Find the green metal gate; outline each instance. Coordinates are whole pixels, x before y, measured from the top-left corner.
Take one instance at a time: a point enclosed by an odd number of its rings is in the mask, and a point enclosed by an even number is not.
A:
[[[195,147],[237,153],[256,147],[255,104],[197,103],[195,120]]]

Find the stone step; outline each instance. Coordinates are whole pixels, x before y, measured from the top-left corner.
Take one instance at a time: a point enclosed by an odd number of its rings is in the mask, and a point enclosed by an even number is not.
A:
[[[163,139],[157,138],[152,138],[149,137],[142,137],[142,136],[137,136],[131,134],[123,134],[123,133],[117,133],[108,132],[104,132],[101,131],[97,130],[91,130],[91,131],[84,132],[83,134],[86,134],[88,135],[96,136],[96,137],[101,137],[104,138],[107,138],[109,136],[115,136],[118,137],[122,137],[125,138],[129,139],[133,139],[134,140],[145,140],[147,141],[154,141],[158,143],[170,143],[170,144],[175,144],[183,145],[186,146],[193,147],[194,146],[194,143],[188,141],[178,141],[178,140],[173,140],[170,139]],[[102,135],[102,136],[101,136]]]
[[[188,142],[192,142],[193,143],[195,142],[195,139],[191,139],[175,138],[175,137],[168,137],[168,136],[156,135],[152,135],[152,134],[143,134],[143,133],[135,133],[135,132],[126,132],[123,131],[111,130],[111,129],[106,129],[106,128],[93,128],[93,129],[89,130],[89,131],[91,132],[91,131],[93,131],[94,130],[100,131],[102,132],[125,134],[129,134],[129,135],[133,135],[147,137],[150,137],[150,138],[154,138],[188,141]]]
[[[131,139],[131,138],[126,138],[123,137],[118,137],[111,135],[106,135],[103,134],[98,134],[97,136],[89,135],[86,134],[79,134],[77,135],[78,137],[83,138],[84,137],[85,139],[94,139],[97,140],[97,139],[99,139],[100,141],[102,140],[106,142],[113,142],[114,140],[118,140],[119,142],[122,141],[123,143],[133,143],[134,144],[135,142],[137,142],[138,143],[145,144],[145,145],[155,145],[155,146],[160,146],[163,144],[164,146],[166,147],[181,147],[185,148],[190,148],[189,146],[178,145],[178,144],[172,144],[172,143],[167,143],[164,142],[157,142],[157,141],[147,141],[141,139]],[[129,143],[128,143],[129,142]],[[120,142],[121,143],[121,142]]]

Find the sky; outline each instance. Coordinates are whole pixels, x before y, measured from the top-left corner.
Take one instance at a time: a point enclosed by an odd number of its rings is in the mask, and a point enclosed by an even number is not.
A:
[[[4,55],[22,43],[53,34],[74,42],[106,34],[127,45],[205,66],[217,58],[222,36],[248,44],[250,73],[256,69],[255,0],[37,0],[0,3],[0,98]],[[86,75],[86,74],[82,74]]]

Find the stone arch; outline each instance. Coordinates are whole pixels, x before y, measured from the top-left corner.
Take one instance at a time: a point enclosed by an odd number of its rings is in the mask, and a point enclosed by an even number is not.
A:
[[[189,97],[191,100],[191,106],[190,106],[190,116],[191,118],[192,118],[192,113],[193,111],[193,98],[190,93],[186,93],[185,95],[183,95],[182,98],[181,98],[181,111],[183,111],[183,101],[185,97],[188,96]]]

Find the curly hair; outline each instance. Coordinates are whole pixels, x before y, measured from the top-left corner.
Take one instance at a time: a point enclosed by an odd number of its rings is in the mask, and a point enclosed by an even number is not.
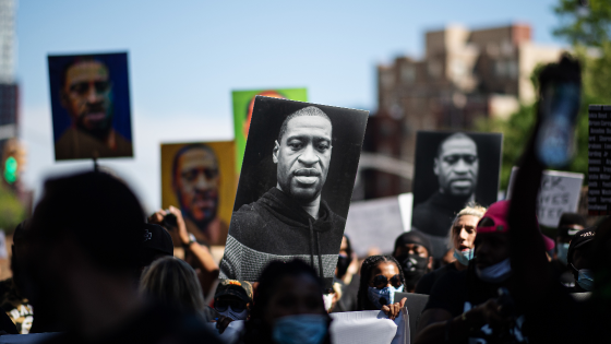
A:
[[[293,259],[286,263],[281,261],[272,261],[265,266],[259,277],[260,282],[254,293],[250,319],[245,322],[245,331],[243,331],[242,340],[244,343],[272,343],[272,328],[269,324],[266,324],[264,320],[267,307],[269,306],[269,299],[278,292],[281,278],[299,275],[308,275],[312,277],[313,281],[316,281],[322,300],[324,284],[310,264],[300,259]],[[331,323],[331,318],[328,318],[328,323]],[[324,344],[328,343],[331,343],[331,336],[327,331]]]
[[[400,264],[393,256],[387,254],[368,257],[361,265],[361,281],[359,282],[359,293],[357,294],[357,310],[375,309],[375,306],[373,306],[373,304],[369,300],[367,294],[371,273],[380,263],[394,263],[399,271],[400,282],[403,285],[405,285],[405,276],[403,275]]]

────────

__THE REQUEST__: Copy all of the records above word for word, leaving out the picture.

__RESPONSE TO THIS EXERCISE__:
Find the green metal gate; outline each instance. Coordinates are whole pixels, x before y, measured from the top-left corner.
Take one instance at a time: a point enclosed by an odd number of its rings is in the mask, and a point enclosed by an even number is not.
A:
[[[195,147],[237,153],[256,147],[255,104],[197,103],[195,120]]]

Find the stone step; outline each instance. Coordinates are whole pixels, x before y, measured from the top-left corner.
Take one instance at a time: a point enclosed by an odd number of its rings is in the mask, and a point enclosed by an even number is not.
A:
[[[163,139],[157,138],[152,138],[149,137],[142,137],[142,136],[137,136],[131,134],[123,134],[123,133],[117,133],[108,132],[104,132],[101,131],[97,130],[91,130],[91,131],[84,132],[83,134],[86,134],[88,135],[96,136],[96,137],[101,137],[104,138],[107,138],[109,136],[115,136],[118,137],[122,137],[125,138],[129,139],[133,139],[134,140],[145,140],[147,141],[154,141],[158,143],[170,143],[170,144],[175,144],[183,145],[186,146],[193,147],[194,146],[194,143],[188,141],[178,141],[178,140],[173,140],[170,139]],[[102,135],[102,136],[101,136]]]
[[[188,142],[192,142],[193,143],[195,142],[195,139],[191,139],[175,138],[175,137],[168,137],[168,136],[156,135],[152,135],[152,134],[143,134],[143,133],[135,133],[135,132],[126,132],[123,131],[111,130],[111,129],[106,129],[106,128],[93,128],[93,129],[89,130],[89,131],[91,132],[91,131],[93,131],[94,130],[100,131],[102,132],[125,134],[129,134],[129,135],[133,135],[147,137],[150,137],[150,138],[154,138],[188,141]]]
[[[131,139],[131,138],[126,138],[123,137],[118,137],[111,135],[106,135],[103,134],[98,134],[97,136],[89,135],[86,134],[79,134],[77,135],[78,137],[83,138],[84,137],[85,139],[94,139],[97,140],[97,139],[99,139],[100,141],[102,140],[106,142],[113,142],[114,140],[118,140],[119,142],[122,141],[123,143],[133,143],[134,144],[135,142],[137,142],[138,143],[145,144],[145,145],[155,145],[155,146],[160,146],[163,144],[164,146],[166,147],[181,147],[185,148],[190,148],[189,146],[178,145],[178,144],[172,144],[172,143],[167,143],[164,142],[157,142],[157,141],[147,141],[141,139]],[[129,143],[128,143],[129,142]],[[120,142],[121,143],[121,142]]]

Find the sky; outline each instance. Coordinates are whole pixels, x before y, measured from the top-left corner.
Take one instance at a time: a point enclosed by an odd number of its rings is in the mask, and a point enclosed by an even number is not.
A:
[[[4,55],[22,43],[53,34],[74,42],[106,34],[127,45],[205,66],[217,58],[222,36],[248,44],[250,73],[256,69],[255,0],[37,0],[0,3],[0,98]],[[86,75],[86,74],[82,74]]]

Find the stone arch; outline each instance. Coordinates are whole pixels, x before y, measured from the top-left corner.
Take one instance at a time: a point enclosed by an odd number of its rings is in the mask, and a point enclosed by an even number is not.
A:
[[[189,97],[191,100],[191,106],[190,106],[190,116],[191,118],[192,118],[192,113],[193,111],[193,98],[190,93],[186,93],[185,95],[183,95],[182,98],[181,98],[181,111],[183,111],[183,101],[185,97],[188,96]]]

Find the curly hair; outline each instance. Coordinates are whole pixels, x before y, measured from the top-left corner.
Take one instance at a time: a point enclosed by an odd number of its rings is in the mask, and a point enclosed by an even number is not.
A:
[[[293,259],[286,263],[281,261],[272,261],[265,266],[259,277],[260,282],[254,293],[250,319],[245,322],[245,331],[243,331],[242,340],[244,343],[272,343],[272,328],[269,324],[266,324],[264,320],[267,307],[269,306],[269,299],[278,292],[281,278],[299,275],[308,275],[312,277],[313,281],[316,281],[322,300],[324,284],[310,264],[300,259]],[[331,323],[331,318],[328,318],[328,323]],[[324,344],[328,343],[331,343],[331,336],[327,331]]]
[[[400,264],[393,256],[387,254],[368,257],[361,265],[361,281],[359,282],[359,293],[357,294],[357,310],[375,309],[375,306],[373,306],[373,304],[369,300],[367,294],[371,273],[380,263],[394,263],[399,271],[400,282],[403,285],[405,285],[405,276],[403,275]]]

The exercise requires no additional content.